## ACTIVITY LIST
(1) According to the Harper Reed passage, how long did Reed spend on COVID-19 response instead of starting a company?
(2) Continue the Harper Reed passage, starting after its final sentence.

How Harper Reed ’01 applied tech to COVID-19

When the pandemic hit, software engineer Harper Reed ’01 had to cancel a flight and abandon a business initiative. Instead of his original plan of starting a company, he found himself spending the next eight months on COVID-19 response. 

Harper Reed ’01
Harper Reed ’01

“The only thing that made me less scared was information. The need for information led to building out some communities of people who also wanted info. As the communities grew, they spawned projects. The projects led to exciting work. Which led to more information. Which built out new communities,” the Cornell College alumnus wrote in his blog. “I was suddenly full time on COVID-19 response. Completely accidentally.”

He described the work as challenging and fun, and found himself doing what he normally does, namely, “organizing teams, building out communities, executing on technology, writing things down, and working with amazing people.”

## EXCERPTED RECORDS
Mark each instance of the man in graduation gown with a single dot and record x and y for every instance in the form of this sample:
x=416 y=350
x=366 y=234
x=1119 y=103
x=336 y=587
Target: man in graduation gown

---

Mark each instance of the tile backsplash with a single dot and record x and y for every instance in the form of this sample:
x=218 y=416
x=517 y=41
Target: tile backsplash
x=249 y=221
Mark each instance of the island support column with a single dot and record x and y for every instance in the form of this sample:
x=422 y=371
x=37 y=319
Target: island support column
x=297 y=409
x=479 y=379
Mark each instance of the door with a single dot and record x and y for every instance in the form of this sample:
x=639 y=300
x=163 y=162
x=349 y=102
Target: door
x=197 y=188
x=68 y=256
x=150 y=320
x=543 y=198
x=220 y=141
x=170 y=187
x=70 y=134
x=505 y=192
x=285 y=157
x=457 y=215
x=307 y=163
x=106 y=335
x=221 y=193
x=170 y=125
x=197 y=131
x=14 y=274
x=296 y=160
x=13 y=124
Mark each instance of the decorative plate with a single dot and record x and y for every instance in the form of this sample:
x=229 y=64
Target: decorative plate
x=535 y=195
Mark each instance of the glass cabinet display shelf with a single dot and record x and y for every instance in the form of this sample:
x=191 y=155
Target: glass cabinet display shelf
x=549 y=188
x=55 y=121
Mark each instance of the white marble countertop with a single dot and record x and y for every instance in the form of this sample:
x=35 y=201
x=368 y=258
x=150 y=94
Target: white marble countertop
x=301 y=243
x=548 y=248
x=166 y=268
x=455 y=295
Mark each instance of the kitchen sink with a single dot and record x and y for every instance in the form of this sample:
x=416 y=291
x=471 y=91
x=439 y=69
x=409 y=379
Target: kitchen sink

* * *

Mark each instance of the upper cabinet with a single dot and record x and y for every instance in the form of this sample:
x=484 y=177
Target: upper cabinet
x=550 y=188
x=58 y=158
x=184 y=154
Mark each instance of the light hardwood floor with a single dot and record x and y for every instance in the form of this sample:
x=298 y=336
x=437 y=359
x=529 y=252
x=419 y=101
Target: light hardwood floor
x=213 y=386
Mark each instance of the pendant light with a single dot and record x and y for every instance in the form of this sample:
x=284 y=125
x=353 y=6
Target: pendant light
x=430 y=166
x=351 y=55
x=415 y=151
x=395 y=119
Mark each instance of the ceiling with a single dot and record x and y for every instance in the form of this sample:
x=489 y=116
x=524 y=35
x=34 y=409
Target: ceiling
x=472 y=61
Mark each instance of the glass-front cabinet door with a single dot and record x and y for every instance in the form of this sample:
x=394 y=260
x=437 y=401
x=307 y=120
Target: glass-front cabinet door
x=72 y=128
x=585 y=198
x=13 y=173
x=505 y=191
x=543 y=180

## OUTPUTS BY TASK
(1) Eight months.

(2)
Among the communities he started is the successful and now defunct Sourcing PPE community that learned how to fill holes in the U.S. supply chain. His projects included work on the WHO app, Last Mile PPE (documented in a New Yorker article), and documenting and defining exposure notification data rights. His blog outlines all the communities and projects, and lists his speaking engagements as well. 

What’s next? 

“I am now focused on a new thing. I am very excited. You should be too,” Reed writes. “It is going to be galactic.”

Reed is a Cornell College Trustee who majored in computer science and philosophy at the college. The former PayPal head of commerce and entrepreneur-in-residence is self-described as “a technologist that predicts the future for a living.”